Media & Press

Triumph of the “Average”

1 June, 2019

Simranjeet Singh

Scholarships, I thought, were given to extremely talented and infallible individuals who take measured steps on their path to perfection. That’s why I was equally surprised and embarrassed when I was awarded the Schulich Leader Scholarship in 2015, for I was simply an average person tumbling through different avenues of experiences guided purely by blind passion.

Yet the term “average” is looked down upon by many, synonymous with failure and unremarkable. Our society tends to focus on extraordinary individuals, the 1%, like Warren Buffett and Lebron James. But we forget that the likelihood of their occurrence is minuscule. The rest of us are squished together in the middle of the bell curve. Statistically, being average is inevitable. What then makes individuals special?

## Dataset content

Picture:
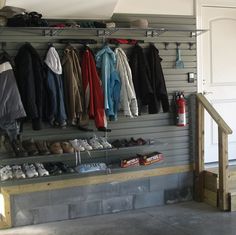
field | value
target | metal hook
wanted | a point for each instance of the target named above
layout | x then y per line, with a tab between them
191	45
166	45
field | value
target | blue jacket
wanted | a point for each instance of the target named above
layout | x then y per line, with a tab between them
106	61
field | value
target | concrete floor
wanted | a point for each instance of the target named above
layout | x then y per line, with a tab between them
188	218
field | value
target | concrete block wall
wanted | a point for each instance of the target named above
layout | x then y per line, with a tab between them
70	203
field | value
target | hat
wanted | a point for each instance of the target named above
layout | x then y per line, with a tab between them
140	23
9	11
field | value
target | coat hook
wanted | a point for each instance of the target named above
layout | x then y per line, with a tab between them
190	45
166	45
178	44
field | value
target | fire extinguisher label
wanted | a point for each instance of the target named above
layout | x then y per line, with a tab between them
182	119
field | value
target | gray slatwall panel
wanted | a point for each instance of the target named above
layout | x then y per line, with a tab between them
173	141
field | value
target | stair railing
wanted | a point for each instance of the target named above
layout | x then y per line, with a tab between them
223	131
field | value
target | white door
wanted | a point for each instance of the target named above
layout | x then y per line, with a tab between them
217	70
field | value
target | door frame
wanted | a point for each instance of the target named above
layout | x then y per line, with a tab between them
198	6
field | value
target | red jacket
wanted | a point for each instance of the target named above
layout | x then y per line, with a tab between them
94	98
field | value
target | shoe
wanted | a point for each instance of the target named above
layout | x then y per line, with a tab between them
6	173
85	144
53	169
67	147
30	147
18	149
76	145
55	148
42	147
65	168
94	142
17	172
103	141
30	170
41	170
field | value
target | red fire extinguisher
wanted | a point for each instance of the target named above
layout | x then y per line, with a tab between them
181	109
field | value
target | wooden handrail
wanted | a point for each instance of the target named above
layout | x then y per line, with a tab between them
214	114
223	131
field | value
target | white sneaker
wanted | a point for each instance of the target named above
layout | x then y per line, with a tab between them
30	170
77	145
6	173
95	143
17	172
85	144
103	141
41	170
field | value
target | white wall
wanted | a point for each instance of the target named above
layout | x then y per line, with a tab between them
170	7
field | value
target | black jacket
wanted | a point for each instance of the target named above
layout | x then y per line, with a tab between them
157	81
30	78
140	76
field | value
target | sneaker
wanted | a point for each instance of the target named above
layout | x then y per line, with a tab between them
30	170
103	141
85	144
94	142
6	173
17	172
41	170
77	145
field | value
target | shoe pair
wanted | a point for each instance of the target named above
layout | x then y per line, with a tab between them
6	173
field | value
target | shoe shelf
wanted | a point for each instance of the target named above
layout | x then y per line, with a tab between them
10	159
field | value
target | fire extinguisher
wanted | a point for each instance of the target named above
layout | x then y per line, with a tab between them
181	109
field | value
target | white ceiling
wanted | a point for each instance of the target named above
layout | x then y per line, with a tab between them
69	9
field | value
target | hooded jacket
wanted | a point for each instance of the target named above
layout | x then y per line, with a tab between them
106	61
128	101
10	100
57	113
94	98
141	77
30	76
160	96
73	86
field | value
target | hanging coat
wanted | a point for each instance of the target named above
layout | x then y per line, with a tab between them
30	77
160	96
57	113
106	61
73	86
94	98
128	101
141	77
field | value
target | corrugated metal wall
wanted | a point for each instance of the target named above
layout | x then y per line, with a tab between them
175	142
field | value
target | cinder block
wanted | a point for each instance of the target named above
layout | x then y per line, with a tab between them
149	199
185	179
31	200
162	182
85	208
50	213
116	204
22	217
134	186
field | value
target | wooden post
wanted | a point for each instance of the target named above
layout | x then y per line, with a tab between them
223	170
199	164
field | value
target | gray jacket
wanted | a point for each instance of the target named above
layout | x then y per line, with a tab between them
11	107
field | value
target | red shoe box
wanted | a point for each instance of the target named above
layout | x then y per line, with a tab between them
150	158
129	162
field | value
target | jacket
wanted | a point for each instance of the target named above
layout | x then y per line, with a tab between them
10	100
73	86
94	98
160	96
141	77
106	61
57	113
30	76
128	101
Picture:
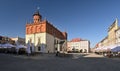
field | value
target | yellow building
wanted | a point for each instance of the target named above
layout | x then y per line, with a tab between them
112	33
110	39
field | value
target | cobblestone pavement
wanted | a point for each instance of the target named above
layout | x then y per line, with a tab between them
48	62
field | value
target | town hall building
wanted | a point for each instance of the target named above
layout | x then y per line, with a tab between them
45	37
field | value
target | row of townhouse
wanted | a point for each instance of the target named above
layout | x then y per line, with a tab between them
113	37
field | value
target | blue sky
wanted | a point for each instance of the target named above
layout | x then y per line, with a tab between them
86	19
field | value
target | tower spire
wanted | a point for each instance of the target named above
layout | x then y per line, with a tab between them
36	16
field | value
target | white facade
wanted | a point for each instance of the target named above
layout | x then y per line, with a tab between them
45	41
118	36
82	46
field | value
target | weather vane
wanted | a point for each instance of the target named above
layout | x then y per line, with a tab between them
38	8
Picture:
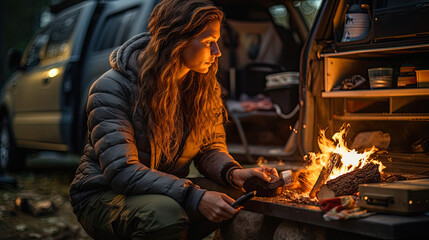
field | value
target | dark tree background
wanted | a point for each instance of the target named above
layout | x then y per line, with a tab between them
19	20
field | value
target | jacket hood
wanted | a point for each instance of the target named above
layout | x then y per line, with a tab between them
124	58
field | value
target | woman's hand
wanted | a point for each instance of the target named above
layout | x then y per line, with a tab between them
215	206
240	175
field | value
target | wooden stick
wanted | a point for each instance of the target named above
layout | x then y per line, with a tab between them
348	183
324	174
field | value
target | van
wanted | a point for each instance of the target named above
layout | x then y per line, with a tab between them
288	69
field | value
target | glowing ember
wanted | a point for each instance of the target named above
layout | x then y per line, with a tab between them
350	160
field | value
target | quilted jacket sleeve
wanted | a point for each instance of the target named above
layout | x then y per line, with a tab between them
112	136
214	161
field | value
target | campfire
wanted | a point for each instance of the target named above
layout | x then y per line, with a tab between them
335	171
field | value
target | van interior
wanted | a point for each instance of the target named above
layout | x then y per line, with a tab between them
259	71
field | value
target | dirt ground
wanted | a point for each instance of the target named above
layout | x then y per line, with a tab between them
43	185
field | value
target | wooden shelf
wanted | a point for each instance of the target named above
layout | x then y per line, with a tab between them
409	92
386	51
382	117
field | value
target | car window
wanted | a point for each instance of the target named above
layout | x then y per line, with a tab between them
35	48
116	29
308	10
60	35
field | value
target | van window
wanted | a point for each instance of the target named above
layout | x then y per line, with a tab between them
35	48
308	10
116	29
60	33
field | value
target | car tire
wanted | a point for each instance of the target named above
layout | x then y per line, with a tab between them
11	158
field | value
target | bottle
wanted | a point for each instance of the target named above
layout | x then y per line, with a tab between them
356	23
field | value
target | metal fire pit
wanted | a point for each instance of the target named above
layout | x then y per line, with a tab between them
380	226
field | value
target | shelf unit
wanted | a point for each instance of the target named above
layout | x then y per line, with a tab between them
402	112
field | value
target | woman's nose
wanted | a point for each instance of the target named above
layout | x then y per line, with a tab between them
215	51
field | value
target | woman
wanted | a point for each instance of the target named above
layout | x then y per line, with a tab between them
158	109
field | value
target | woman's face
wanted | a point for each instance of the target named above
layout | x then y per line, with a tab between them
202	51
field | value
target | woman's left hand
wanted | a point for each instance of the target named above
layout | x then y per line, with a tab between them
241	175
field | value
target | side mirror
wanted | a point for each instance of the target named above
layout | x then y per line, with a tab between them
14	56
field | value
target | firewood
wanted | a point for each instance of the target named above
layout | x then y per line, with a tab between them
348	184
324	173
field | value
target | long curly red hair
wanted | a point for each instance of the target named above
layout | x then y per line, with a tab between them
171	107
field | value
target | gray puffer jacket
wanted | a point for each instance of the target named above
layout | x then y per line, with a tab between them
118	154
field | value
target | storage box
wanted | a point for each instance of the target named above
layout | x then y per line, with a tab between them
282	88
422	78
402	197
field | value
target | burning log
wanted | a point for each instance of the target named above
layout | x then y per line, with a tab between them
334	159
348	183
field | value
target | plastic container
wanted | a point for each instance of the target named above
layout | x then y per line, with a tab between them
422	78
380	77
282	88
356	24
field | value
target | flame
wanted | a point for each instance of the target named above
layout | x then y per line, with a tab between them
351	159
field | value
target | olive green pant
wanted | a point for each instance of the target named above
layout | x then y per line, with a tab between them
150	216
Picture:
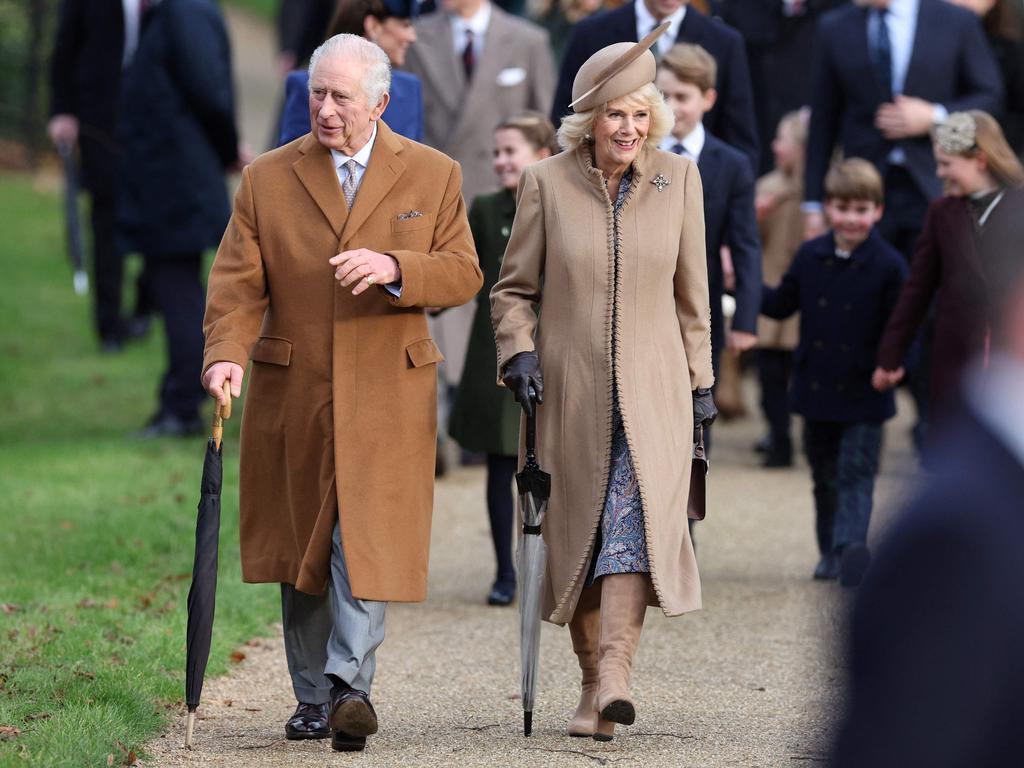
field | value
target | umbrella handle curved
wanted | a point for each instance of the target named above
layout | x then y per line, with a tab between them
219	414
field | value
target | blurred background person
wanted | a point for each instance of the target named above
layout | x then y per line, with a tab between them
935	644
559	16
982	178
731	118
844	284
779	40
478	66
387	23
686	76
485	418
1001	20
178	137
885	72
300	29
95	41
781	226
623	346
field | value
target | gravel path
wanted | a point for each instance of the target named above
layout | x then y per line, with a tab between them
752	680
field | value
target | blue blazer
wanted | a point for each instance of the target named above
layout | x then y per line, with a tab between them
951	65
731	119
731	220
844	305
403	114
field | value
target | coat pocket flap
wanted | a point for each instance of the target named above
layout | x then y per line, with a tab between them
408	222
272	350
423	352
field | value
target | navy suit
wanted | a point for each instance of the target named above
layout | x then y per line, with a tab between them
936	664
844	305
951	65
732	118
403	114
730	220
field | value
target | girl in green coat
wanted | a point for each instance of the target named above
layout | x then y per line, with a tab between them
484	418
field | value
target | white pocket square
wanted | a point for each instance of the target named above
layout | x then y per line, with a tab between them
511	76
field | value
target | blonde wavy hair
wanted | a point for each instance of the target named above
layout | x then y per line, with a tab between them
580	127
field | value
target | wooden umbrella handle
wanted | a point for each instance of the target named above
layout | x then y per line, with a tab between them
219	414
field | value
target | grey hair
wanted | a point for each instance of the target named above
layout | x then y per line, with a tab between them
580	127
376	65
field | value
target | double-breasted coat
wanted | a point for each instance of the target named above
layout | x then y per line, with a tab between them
638	307
340	416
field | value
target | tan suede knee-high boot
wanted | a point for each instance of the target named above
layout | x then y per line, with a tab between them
585	629
624	603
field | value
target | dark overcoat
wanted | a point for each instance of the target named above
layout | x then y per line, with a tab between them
948	267
177	131
843	305
485	417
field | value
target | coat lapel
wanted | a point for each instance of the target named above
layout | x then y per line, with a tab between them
315	171
383	171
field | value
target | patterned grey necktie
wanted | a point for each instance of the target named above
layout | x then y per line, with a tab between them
351	184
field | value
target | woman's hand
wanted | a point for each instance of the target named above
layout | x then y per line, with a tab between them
883	379
521	375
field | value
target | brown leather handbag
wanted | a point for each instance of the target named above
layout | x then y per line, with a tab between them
696	503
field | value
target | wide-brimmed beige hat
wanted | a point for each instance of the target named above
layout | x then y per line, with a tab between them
615	71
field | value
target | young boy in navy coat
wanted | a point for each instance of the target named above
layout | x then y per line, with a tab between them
845	285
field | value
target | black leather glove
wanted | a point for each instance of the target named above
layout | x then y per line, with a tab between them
704	410
522	374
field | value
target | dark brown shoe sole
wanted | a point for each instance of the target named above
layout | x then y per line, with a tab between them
354	718
621	712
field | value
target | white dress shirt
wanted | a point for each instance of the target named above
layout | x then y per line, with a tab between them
477	24
361	159
646	23
692	142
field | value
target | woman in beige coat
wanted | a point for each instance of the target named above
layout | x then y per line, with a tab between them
604	285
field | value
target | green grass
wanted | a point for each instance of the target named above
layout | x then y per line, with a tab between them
265	8
96	529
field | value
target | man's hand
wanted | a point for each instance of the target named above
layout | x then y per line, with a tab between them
62	129
814	224
215	377
740	341
365	267
883	379
904	117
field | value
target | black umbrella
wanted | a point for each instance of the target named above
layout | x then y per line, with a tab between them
72	225
203	593
535	489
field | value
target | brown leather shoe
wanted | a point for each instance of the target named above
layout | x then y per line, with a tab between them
351	713
309	721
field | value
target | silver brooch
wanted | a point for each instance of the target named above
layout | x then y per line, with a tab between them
660	181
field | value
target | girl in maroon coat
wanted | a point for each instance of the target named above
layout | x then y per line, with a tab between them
983	180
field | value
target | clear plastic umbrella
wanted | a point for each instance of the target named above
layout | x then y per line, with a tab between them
535	489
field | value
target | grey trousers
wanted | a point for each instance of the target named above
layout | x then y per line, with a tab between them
333	634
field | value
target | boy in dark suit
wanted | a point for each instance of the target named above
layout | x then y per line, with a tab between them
845	285
686	76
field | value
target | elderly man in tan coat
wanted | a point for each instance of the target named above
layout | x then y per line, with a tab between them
337	243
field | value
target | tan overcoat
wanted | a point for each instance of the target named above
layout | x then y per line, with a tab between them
561	262
781	227
340	415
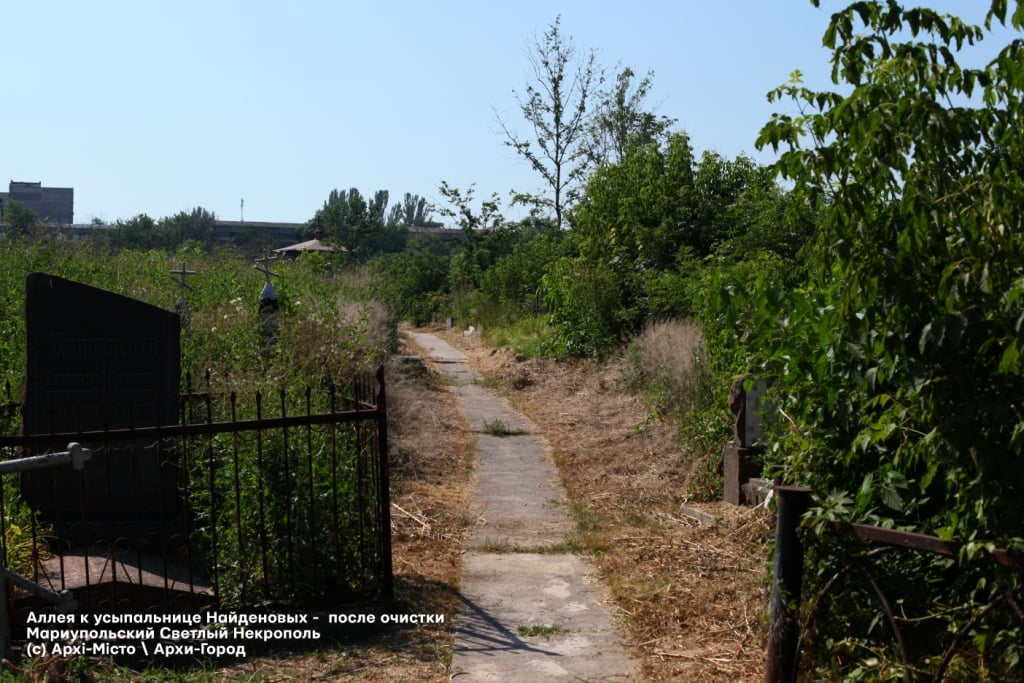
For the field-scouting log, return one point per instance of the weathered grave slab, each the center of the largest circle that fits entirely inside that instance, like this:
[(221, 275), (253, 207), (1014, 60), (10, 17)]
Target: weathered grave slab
[(97, 360)]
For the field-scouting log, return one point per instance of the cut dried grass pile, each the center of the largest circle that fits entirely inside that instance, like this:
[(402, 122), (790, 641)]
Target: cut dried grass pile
[(692, 596)]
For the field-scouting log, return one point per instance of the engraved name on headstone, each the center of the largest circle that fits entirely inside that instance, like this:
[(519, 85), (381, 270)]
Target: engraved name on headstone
[(97, 360)]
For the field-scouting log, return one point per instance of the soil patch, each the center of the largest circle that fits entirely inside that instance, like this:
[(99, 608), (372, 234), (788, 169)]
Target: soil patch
[(693, 594)]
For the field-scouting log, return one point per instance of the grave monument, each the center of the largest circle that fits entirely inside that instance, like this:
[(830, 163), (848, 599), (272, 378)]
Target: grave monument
[(740, 457), (97, 360)]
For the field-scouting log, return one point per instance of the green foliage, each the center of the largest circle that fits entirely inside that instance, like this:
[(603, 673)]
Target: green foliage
[(899, 365), (415, 283), (586, 308), (620, 120)]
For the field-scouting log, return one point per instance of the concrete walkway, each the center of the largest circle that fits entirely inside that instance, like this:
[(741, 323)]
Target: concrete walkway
[(530, 610)]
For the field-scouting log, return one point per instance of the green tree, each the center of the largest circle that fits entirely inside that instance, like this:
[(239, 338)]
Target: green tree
[(347, 218), (555, 109), (196, 225), (18, 220), (900, 365), (412, 212)]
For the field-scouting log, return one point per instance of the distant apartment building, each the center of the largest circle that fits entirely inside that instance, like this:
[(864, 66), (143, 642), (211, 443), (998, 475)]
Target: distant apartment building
[(52, 205)]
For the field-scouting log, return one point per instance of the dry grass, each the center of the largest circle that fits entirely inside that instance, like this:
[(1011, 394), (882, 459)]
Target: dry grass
[(693, 596), (669, 361)]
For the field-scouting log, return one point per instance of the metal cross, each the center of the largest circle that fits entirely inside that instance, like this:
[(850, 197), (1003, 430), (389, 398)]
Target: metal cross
[(263, 264), (182, 286)]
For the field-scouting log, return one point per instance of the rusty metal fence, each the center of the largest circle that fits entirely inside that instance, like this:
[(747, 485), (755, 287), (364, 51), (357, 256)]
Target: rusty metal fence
[(266, 501), (948, 636)]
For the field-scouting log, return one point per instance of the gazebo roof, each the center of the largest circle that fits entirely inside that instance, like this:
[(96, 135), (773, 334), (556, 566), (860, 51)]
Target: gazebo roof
[(311, 245)]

## Required task
In the essay, which scholarship was the writer awarded in 2015? Rely on the essay alone.

## In response
The Schulich Leader Scholarship.